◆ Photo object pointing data

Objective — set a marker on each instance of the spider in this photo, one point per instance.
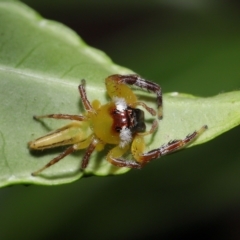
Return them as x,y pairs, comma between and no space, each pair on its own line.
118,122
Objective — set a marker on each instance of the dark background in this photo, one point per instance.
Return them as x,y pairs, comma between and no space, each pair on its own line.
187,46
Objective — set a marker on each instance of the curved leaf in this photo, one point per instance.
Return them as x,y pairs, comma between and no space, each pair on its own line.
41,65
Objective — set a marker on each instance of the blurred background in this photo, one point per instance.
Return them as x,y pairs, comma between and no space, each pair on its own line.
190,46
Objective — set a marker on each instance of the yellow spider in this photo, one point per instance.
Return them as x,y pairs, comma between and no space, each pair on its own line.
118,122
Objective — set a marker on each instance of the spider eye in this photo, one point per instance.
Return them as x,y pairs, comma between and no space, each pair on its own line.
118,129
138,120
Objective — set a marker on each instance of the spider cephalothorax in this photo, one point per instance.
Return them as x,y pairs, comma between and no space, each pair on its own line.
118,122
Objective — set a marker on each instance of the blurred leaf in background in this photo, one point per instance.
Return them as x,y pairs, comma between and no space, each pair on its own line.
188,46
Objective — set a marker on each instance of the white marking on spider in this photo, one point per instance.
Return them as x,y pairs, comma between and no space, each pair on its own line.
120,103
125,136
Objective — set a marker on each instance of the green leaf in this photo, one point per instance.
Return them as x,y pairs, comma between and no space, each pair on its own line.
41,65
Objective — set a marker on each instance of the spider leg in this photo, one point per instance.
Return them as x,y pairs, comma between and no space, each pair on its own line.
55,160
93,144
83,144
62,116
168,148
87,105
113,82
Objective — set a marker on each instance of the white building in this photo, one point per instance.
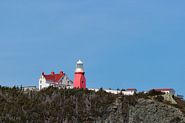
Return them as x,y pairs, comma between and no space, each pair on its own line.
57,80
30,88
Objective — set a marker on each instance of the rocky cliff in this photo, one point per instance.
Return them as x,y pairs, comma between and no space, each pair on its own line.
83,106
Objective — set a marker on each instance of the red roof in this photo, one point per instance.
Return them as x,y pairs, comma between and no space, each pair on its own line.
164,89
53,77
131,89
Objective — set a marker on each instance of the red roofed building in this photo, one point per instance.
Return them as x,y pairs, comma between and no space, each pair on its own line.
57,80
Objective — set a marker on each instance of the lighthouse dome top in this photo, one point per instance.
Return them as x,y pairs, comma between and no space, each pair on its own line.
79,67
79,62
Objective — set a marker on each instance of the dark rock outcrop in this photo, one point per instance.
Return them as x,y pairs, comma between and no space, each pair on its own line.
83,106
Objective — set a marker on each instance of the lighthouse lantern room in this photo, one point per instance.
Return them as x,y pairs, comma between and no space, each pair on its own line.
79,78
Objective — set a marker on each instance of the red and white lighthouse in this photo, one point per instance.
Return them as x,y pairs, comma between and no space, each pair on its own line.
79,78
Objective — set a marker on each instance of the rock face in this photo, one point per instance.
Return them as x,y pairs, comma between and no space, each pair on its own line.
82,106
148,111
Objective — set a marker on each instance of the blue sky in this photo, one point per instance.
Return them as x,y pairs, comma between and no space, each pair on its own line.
* * *
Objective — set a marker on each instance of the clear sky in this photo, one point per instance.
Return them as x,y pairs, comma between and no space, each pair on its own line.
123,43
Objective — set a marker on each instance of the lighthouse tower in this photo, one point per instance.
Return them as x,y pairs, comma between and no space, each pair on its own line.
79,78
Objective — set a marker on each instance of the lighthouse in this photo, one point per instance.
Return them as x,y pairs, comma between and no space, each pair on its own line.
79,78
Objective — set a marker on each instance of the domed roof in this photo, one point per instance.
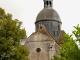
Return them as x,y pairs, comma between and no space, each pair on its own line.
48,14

◆ Instructions for the task
Count how many lines of the data above contain the string "lighthouse", and give only that number.

◆ The result
5